:: Short problem ::
Gather every line below that contains the word "microphone" and copy each one in full.

:: Records provided ::
__________

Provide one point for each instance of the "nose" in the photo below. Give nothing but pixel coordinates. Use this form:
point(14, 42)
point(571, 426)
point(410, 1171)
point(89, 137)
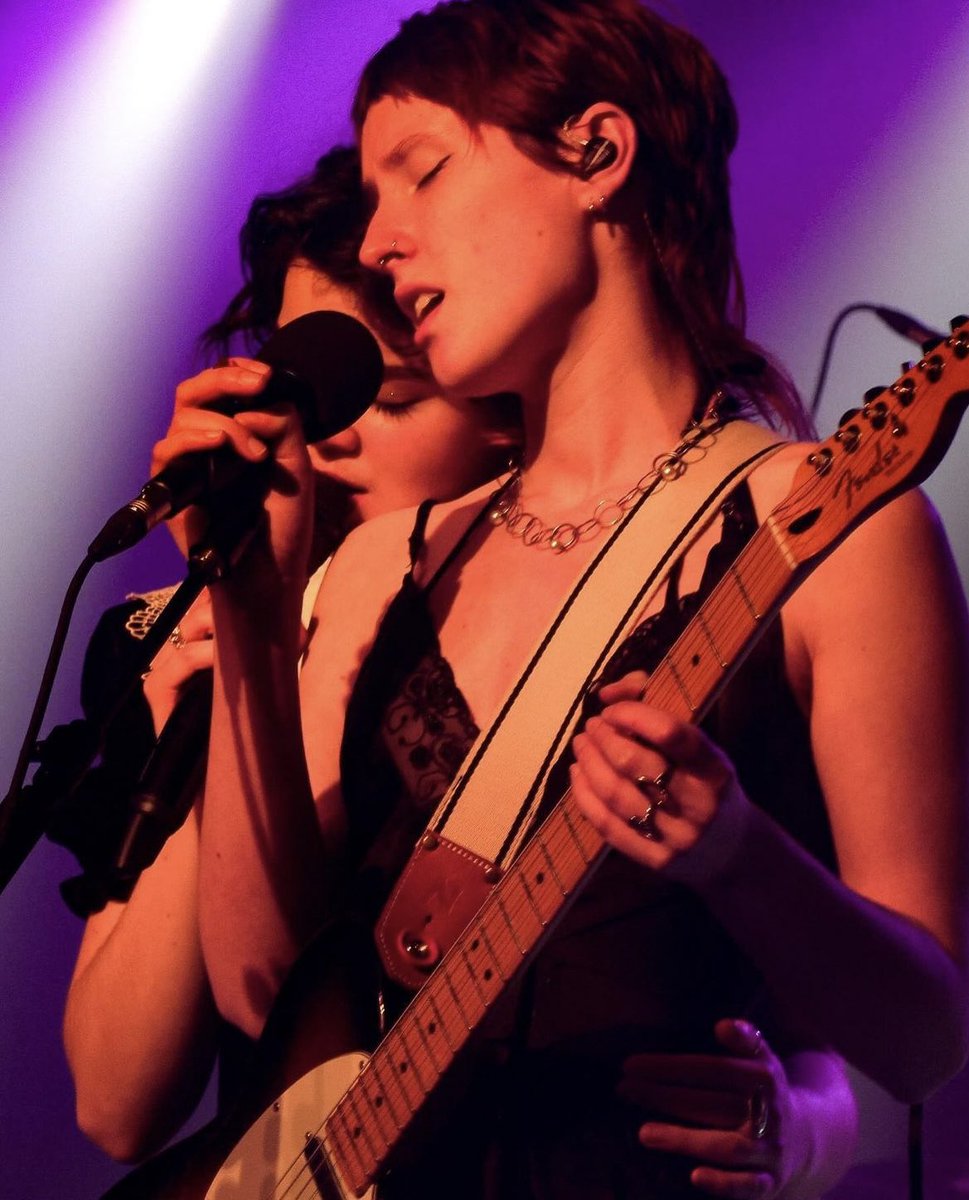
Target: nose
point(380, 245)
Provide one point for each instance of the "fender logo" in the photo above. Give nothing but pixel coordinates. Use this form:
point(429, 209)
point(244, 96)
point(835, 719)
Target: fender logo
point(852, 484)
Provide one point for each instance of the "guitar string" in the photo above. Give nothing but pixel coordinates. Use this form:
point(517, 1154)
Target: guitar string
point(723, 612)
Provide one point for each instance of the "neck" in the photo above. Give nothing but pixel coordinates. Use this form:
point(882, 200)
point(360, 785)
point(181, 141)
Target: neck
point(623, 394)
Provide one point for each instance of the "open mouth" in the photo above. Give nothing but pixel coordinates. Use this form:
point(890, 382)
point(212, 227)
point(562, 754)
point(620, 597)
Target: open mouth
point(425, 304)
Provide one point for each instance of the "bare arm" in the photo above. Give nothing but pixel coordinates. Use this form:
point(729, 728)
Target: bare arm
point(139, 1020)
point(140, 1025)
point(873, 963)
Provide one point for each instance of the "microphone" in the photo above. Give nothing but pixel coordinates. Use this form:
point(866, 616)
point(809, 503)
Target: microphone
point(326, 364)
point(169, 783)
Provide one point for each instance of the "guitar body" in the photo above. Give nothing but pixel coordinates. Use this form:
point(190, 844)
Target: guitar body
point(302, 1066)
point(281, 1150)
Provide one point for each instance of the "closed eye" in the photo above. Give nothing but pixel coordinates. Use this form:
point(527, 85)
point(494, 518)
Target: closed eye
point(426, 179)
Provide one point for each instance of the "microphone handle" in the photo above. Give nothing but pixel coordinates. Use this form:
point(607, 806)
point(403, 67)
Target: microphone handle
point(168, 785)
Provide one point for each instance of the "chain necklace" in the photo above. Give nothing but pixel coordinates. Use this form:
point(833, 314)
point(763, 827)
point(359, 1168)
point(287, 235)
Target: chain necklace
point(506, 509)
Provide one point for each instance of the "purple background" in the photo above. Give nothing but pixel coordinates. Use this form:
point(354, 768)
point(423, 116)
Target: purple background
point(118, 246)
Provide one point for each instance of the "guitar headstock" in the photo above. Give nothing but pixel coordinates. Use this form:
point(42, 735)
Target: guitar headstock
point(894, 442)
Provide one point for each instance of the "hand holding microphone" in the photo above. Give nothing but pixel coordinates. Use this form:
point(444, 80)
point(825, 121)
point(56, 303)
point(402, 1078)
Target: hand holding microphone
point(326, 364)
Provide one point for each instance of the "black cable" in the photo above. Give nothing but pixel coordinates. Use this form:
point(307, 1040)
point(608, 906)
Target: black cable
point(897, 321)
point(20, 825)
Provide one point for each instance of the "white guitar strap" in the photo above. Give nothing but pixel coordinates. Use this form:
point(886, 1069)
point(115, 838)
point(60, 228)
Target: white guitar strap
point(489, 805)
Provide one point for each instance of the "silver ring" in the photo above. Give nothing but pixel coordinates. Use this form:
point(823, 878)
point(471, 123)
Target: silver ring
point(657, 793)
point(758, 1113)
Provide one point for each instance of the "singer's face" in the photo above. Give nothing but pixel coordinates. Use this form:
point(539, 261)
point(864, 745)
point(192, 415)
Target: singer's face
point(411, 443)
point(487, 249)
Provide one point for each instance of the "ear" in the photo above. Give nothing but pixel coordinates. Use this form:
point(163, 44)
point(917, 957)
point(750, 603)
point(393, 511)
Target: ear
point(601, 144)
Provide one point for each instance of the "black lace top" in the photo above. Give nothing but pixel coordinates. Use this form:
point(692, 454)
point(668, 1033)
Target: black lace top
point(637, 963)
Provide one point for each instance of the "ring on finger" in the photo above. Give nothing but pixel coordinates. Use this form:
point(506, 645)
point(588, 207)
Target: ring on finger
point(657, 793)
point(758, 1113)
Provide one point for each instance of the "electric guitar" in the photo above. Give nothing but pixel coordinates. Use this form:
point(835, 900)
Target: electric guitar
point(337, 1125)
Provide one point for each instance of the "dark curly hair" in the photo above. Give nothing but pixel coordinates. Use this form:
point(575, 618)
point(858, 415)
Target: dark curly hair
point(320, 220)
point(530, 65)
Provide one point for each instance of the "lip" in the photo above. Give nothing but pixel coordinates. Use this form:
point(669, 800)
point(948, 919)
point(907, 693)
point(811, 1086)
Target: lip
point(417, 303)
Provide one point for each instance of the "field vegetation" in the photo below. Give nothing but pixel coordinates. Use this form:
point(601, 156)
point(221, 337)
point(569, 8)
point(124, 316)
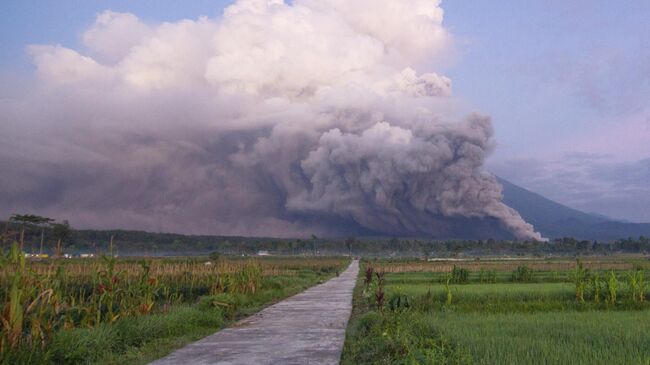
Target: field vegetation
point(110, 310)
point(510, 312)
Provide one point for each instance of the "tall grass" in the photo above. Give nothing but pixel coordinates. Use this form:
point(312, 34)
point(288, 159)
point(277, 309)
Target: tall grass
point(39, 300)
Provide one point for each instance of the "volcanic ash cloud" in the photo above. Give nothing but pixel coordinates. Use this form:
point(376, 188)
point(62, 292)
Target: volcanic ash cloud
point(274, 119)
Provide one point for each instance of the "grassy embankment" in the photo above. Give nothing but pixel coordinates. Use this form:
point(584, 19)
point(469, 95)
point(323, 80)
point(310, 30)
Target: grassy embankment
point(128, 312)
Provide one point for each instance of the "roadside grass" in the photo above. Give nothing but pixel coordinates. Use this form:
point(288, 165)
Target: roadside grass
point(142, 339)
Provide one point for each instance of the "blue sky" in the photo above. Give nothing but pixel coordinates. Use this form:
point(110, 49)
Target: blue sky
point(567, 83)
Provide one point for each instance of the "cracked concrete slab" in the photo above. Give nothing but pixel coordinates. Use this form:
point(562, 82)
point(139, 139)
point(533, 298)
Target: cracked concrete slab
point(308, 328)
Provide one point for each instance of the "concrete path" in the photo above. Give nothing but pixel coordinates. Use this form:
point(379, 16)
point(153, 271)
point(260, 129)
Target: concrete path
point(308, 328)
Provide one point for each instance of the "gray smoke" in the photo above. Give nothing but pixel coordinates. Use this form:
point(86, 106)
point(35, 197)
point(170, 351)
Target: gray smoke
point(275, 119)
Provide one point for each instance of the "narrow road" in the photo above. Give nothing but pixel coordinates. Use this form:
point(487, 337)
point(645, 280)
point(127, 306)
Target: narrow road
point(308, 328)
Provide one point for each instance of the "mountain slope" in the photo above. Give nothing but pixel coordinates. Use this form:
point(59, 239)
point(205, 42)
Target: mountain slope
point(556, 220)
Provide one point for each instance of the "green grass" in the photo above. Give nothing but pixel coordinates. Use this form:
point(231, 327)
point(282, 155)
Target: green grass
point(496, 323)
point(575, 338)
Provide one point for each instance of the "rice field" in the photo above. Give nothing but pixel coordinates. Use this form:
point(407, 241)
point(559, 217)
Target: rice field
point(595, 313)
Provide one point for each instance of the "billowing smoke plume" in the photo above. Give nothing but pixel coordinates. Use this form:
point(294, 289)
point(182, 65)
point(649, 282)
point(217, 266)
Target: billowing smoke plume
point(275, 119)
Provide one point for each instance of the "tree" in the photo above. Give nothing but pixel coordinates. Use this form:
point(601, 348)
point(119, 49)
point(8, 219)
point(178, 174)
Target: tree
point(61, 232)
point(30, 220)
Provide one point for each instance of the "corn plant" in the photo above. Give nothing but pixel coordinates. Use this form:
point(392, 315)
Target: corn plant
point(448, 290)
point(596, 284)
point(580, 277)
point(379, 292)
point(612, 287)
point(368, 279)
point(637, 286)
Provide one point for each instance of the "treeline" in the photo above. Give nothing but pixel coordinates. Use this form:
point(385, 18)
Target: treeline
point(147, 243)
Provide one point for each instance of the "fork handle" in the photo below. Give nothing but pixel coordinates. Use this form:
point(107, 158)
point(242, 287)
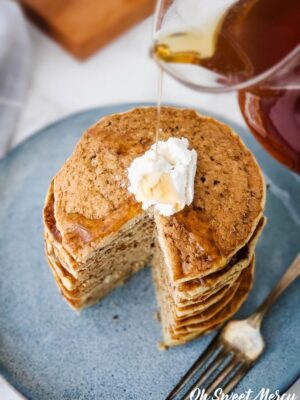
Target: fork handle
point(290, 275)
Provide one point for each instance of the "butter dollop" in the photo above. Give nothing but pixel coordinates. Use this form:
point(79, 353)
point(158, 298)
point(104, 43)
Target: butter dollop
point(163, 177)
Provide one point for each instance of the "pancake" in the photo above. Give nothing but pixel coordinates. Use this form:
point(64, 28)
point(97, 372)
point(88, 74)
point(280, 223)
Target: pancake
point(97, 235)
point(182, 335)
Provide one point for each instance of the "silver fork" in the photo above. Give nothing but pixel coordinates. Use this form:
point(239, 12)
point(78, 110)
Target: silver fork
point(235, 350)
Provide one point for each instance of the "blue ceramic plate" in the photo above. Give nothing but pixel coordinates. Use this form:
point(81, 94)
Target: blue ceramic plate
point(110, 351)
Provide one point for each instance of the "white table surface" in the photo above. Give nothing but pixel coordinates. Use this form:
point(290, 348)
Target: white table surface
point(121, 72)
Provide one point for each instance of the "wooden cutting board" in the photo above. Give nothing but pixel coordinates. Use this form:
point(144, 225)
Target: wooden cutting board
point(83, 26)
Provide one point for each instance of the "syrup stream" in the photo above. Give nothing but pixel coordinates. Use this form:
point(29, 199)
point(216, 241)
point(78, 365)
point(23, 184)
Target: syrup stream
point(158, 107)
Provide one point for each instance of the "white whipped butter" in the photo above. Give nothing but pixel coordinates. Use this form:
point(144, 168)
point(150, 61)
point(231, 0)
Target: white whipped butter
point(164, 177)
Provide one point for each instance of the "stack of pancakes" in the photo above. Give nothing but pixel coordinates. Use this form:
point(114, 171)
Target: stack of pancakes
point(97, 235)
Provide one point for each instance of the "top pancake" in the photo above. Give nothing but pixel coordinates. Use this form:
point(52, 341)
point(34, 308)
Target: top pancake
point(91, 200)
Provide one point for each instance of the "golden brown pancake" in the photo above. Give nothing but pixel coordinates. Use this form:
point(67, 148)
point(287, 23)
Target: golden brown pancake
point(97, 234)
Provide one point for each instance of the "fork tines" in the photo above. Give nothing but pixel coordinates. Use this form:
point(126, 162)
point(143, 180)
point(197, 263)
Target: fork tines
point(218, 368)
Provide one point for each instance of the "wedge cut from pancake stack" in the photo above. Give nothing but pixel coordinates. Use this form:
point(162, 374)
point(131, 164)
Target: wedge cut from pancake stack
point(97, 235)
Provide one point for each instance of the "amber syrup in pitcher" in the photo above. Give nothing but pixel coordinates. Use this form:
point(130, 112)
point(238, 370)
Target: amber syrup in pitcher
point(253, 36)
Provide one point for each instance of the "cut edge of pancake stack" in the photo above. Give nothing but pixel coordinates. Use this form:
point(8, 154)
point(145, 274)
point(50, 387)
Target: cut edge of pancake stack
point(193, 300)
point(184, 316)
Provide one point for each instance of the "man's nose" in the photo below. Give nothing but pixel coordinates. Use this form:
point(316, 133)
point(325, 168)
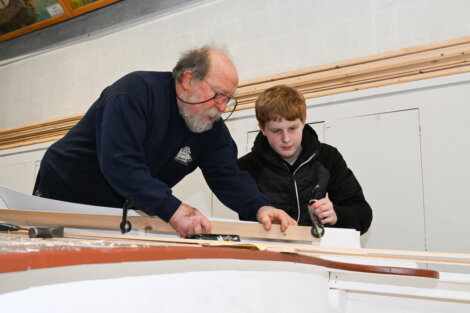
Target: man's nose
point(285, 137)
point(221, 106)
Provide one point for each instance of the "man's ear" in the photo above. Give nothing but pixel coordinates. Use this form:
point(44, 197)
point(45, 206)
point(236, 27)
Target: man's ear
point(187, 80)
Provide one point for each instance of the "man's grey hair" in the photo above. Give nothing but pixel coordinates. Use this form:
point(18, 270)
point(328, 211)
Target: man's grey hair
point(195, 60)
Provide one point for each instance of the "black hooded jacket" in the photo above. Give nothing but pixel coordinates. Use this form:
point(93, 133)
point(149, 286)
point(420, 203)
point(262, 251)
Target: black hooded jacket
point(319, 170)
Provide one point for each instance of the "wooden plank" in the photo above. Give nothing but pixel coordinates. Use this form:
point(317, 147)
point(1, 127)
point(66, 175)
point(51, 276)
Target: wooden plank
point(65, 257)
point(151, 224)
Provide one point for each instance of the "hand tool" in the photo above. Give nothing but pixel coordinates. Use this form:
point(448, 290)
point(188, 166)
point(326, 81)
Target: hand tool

__________

:: Solution ::
Provide one point for each instance of the "microphone" in the photo above. Give nothing but pixel coordinates. Use this form:
Target: microphone
Provide one point for each instance of the "microphone handle" in the photo above. Give nothing but pixel coordinates. Use this form:
Target: microphone handle
Provide one point for each instance of the "hand holding microphone" in the photo above. Give nothing but pixel coordinates. Use this form:
Target: hand holding microphone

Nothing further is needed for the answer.